OBJECTIVE = Could you copy out everything in the data from the line containing "task: outline the white panel door" down to the line containing "[[108, 55], [108, 126], [122, 124], [122, 57]]", including both of those lines?

* Begin GIVEN RECORDS *

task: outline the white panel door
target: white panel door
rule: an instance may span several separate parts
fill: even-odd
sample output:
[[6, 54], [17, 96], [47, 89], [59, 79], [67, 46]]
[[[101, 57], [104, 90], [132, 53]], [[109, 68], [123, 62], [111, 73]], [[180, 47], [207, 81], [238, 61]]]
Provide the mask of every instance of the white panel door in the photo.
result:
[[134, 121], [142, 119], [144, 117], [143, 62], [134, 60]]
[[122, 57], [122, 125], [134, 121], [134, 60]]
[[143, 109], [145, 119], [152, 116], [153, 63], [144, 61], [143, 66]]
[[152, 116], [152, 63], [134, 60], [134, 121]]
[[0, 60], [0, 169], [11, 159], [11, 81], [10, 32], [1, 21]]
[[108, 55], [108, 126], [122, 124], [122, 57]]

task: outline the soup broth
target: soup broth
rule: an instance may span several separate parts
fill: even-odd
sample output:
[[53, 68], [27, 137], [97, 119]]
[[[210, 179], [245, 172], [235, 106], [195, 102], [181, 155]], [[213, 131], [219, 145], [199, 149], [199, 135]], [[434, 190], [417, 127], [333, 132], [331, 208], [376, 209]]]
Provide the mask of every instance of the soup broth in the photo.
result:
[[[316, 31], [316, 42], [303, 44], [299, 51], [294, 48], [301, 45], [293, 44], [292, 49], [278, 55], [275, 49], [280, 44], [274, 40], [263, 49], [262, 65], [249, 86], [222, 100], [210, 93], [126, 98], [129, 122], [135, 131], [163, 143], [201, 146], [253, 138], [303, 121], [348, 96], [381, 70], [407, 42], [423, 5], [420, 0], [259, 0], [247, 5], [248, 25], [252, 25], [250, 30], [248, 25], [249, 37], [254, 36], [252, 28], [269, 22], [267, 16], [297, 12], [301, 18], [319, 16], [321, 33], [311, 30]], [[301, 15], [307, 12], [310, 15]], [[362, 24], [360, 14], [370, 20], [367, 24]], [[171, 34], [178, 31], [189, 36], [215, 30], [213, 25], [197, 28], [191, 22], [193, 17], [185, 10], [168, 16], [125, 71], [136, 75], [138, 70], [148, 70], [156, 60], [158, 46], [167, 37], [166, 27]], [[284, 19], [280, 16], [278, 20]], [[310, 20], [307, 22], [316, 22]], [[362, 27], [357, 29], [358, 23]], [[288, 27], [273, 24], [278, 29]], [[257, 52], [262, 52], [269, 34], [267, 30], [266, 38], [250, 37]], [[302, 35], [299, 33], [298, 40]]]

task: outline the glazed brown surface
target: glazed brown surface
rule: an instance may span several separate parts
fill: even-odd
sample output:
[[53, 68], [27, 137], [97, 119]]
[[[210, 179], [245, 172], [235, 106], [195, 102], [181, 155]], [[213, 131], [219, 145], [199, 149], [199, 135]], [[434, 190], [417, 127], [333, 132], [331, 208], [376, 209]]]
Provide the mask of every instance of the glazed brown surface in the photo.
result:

* End GIVEN RECORDS *
* Begin GIVEN RECORDS *

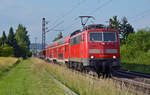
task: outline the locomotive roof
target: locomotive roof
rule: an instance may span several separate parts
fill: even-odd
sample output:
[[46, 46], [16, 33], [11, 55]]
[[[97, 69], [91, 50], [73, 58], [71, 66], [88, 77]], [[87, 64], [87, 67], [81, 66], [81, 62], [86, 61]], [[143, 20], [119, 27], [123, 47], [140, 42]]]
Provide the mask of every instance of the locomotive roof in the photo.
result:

* End GIVEN RECORDS *

REPLY =
task: outline the white panel door
target: white panel door
rule: an instance may span several separate parts
fill: even-odd
sample output:
[[6, 54], [17, 96], [47, 89], [59, 79], [67, 46]]
[[[101, 57], [104, 90], [132, 53]], [[109, 68], [123, 62], [111, 73]], [[180, 47], [207, 81], [238, 61]]]
Provide the mask of every instance of the white panel door in the photo.
result:
[[134, 121], [142, 119], [144, 117], [143, 62], [134, 60]]
[[122, 57], [122, 125], [134, 121], [134, 60]]
[[143, 109], [145, 119], [152, 116], [153, 63], [144, 61], [143, 66]]
[[152, 116], [152, 63], [134, 60], [134, 121]]
[[0, 60], [0, 169], [11, 159], [11, 81], [10, 32], [1, 21]]
[[108, 55], [108, 126], [122, 124], [122, 57]]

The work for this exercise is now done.